▶ **Request**:
Return only this: the line with "formatted like [0,15]." and all the lines that follow it below, through the final one, exactly as they are.

▶ **Material**:
◇ ◇ ◇ ◇

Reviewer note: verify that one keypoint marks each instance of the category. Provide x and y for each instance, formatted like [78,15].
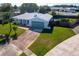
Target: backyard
[4,29]
[47,41]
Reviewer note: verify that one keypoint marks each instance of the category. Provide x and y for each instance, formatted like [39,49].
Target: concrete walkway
[76,29]
[69,47]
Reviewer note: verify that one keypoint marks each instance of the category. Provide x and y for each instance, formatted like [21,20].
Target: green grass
[4,29]
[23,54]
[47,41]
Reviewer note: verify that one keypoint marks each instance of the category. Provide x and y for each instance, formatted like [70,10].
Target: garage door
[37,25]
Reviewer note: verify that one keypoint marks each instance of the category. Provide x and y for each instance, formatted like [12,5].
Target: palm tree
[15,29]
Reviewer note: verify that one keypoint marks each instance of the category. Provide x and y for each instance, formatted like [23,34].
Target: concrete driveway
[69,47]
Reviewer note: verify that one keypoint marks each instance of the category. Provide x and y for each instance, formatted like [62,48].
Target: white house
[34,20]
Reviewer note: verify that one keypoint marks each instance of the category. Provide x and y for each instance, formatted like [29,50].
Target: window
[27,21]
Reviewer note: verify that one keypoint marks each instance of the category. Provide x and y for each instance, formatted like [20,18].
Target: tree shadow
[48,30]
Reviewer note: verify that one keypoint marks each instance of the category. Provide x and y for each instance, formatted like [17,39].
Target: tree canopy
[44,9]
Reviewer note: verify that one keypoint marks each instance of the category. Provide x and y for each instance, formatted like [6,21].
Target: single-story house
[34,20]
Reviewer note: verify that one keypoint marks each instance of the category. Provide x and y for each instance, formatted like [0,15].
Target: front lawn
[4,29]
[23,54]
[47,41]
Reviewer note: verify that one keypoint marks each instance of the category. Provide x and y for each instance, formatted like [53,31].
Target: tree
[15,29]
[6,9]
[44,9]
[28,7]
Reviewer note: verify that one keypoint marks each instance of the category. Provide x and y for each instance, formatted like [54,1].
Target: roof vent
[35,15]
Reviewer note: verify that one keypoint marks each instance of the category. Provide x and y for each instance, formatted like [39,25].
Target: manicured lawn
[4,29]
[23,54]
[47,41]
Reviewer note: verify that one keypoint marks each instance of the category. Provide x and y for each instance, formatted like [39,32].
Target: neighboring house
[34,20]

◇ ◇ ◇ ◇

▶ **Answer for this exercise**:
Reviewer note: verify that one keypoint marks each instance of the category. Provide x and y for each instance, formatted like [0,15].
Target: front lawn
[4,29]
[23,54]
[47,41]
Reviewer note: verify that one keypoint marks each instance of the category. Provide x and y for each instance, formatted like [53,31].
Target: tree
[15,29]
[6,9]
[44,9]
[28,7]
Reviewer note: verify that one keypoint marks each instance of the category. Provide x and y for each instance, formatted like [54,1].
Target: roof vent
[35,15]
Reviewer note: verify that one keypoint marks each instance of the category. Provide x and y for each instance, formatted like [39,25].
Target: manicured lawn
[4,29]
[23,54]
[47,41]
Reviewer note: verify that one keypoint marks each instance of the category. Provide x and y for each instance, formatted like [39,32].
Target: neighboring house
[34,20]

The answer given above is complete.